■ **TASK**: The range starts at the line containing "Query: blue girder" and ends at the last line of the records below. Reproduce those lines exactly.
** DATA LISTING follows **
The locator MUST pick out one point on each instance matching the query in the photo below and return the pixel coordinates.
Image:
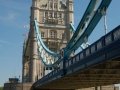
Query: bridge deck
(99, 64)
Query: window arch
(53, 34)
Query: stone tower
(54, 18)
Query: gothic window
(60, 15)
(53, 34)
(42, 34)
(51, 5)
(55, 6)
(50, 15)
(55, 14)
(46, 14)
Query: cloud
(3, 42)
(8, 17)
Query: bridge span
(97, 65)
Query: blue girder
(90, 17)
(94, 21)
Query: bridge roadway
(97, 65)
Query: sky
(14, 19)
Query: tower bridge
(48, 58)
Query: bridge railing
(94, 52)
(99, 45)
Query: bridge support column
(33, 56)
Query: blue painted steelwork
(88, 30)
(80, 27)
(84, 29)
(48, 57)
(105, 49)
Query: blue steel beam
** End of DATA LISTING **
■ **RESPONSE TO THE EXERCISE**:
Query: blue girder
(90, 17)
(94, 21)
Query: bridge roadway
(97, 65)
Query: sky
(14, 19)
Query: tower bridge
(48, 58)
Query: bridge railing
(94, 52)
(99, 45)
Query: bridge support column
(33, 56)
Query: blue painted steelwork
(88, 30)
(80, 27)
(84, 29)
(48, 57)
(105, 49)
Query: blue steel beam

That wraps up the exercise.